Print exactly the lines from the one containing "Give one point for each instance of the dirt" through the last line of the listing, both included.

Records from a dataset
------------------------------------------------------------
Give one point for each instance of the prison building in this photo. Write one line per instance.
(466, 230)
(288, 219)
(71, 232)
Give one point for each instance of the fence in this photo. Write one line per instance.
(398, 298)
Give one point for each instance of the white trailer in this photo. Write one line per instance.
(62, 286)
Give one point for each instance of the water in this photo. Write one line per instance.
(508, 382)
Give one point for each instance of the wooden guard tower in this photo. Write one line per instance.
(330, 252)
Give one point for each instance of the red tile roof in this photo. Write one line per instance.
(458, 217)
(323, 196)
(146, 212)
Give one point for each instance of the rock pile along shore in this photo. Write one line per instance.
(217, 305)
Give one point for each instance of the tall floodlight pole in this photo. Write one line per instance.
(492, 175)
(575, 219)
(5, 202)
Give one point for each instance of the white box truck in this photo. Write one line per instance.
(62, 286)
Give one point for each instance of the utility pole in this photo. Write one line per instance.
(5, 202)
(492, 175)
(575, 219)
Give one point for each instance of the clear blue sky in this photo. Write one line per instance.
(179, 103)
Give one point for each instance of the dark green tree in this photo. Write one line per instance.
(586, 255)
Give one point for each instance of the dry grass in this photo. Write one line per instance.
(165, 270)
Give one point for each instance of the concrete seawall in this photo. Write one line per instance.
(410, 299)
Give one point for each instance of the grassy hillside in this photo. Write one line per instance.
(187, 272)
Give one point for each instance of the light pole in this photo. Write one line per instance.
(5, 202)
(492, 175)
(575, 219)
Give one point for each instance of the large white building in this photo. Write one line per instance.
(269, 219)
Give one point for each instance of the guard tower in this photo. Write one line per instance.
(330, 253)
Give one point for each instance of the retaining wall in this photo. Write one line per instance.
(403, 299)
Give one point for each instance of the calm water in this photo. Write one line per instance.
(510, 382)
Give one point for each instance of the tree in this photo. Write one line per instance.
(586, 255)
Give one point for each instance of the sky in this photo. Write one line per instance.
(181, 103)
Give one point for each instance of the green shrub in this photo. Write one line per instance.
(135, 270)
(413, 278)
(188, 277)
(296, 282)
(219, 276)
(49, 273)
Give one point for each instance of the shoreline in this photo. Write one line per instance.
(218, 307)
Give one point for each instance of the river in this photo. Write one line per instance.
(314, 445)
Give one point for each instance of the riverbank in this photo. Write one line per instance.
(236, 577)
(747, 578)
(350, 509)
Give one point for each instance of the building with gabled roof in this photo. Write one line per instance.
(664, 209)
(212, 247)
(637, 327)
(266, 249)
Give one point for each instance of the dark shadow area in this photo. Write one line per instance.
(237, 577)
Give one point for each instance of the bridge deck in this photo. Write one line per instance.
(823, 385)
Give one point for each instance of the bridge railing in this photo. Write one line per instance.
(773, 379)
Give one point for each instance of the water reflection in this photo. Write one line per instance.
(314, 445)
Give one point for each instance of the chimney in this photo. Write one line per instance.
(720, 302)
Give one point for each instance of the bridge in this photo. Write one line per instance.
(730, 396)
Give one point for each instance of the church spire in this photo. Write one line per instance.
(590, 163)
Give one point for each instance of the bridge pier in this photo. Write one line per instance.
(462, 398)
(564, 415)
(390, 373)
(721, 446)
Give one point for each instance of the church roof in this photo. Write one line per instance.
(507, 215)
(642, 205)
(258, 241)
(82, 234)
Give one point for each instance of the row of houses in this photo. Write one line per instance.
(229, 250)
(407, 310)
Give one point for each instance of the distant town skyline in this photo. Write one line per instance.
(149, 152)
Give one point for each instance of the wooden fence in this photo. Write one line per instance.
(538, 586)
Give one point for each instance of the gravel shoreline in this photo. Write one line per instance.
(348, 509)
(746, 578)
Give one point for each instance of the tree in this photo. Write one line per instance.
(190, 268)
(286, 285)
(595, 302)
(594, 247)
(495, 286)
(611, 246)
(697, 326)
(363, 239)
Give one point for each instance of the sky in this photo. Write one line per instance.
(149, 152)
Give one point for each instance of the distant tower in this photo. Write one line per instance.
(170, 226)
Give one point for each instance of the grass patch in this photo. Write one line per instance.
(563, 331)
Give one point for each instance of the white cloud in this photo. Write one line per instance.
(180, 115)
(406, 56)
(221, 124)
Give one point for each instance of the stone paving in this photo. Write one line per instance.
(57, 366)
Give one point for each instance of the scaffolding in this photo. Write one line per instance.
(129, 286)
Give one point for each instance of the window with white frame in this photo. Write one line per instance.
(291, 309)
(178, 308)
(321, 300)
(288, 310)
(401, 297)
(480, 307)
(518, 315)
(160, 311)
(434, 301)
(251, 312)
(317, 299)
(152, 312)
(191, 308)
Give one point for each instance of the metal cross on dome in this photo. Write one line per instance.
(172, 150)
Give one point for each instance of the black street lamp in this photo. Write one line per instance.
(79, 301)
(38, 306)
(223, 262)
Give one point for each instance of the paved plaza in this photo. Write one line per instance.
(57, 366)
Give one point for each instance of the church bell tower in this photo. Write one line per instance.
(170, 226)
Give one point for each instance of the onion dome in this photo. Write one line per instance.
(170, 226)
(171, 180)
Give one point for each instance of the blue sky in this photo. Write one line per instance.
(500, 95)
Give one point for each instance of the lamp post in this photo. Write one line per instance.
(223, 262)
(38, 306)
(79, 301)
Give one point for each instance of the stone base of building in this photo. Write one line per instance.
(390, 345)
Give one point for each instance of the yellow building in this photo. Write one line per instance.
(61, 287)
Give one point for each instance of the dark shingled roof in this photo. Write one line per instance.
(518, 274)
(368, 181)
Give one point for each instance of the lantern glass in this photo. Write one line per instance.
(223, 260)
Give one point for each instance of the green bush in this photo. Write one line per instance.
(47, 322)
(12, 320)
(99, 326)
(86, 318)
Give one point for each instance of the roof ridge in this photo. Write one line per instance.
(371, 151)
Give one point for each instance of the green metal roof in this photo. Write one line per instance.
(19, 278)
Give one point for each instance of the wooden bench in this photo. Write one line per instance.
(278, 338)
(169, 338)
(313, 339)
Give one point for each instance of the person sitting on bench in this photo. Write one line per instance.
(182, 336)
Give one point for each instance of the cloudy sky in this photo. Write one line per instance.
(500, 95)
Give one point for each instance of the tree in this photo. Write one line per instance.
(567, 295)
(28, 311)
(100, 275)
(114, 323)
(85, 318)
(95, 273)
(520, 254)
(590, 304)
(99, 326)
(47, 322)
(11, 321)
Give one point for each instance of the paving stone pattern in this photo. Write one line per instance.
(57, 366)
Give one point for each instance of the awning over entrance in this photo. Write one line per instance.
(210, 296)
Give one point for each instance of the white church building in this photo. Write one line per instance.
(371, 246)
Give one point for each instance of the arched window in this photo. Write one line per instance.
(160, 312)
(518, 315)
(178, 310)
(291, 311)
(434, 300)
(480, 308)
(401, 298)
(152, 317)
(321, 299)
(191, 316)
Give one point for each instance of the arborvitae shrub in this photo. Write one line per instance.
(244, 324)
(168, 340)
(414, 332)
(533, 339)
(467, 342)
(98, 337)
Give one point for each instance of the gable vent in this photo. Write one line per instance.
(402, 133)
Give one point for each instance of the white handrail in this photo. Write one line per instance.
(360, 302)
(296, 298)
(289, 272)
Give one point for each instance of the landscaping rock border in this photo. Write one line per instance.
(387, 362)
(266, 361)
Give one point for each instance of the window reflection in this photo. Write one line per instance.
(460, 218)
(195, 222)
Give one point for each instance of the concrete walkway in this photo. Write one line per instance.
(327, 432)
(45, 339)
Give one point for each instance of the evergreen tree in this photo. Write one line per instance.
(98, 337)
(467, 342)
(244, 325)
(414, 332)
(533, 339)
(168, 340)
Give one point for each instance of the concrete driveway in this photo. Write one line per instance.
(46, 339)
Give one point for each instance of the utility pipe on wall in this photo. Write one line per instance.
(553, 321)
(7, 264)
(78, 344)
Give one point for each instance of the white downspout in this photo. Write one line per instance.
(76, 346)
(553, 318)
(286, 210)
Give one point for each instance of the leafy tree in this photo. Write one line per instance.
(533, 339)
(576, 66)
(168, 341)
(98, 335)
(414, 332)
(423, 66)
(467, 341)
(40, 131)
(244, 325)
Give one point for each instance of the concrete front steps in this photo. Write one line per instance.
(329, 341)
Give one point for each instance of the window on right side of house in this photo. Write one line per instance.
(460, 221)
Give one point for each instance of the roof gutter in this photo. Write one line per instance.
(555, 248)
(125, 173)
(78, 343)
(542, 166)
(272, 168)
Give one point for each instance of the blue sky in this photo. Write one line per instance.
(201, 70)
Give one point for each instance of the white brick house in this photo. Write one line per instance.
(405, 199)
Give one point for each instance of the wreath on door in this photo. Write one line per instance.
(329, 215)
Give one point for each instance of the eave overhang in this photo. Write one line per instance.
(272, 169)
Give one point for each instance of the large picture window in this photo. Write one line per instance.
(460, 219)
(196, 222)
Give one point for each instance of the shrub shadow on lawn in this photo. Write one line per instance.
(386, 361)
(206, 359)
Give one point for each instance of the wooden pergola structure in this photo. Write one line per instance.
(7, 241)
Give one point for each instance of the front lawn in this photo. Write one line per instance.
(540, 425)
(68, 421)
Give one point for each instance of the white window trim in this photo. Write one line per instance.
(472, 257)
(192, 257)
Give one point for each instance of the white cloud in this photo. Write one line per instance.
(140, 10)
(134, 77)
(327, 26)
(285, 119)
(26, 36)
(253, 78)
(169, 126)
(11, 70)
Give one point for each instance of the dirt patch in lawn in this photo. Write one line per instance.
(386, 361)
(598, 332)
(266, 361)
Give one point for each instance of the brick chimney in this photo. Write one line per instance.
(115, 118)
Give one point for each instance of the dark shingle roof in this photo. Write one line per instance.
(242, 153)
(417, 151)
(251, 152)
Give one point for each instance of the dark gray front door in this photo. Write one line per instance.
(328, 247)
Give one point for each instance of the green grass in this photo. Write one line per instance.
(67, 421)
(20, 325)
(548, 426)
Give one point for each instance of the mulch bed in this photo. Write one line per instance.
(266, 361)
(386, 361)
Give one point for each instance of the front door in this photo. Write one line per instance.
------------------------------------------------------------
## Exercise output
Give one point for each instance of the dirt patch in lawn in this photo. Write one line per instance.
(386, 361)
(598, 332)
(266, 361)
Give one point for each instance of the brick chimney in this photo. Write one line per instance.
(115, 118)
Give one point for each instance of the dark shingle roof in this photo. Write one line per instance.
(242, 153)
(417, 151)
(251, 152)
Give one point for each instance of the dark gray front door in this photo. Write one line per instance.
(328, 247)
Give one point for each instance of the green grass in this photo. Write one line per instance.
(67, 421)
(20, 325)
(548, 426)
Give one point for each instance of the mulch bed in this photo. Write one line per instance.
(266, 361)
(386, 361)
Give one point for each instance of the front door in this photo. Write one line per instance.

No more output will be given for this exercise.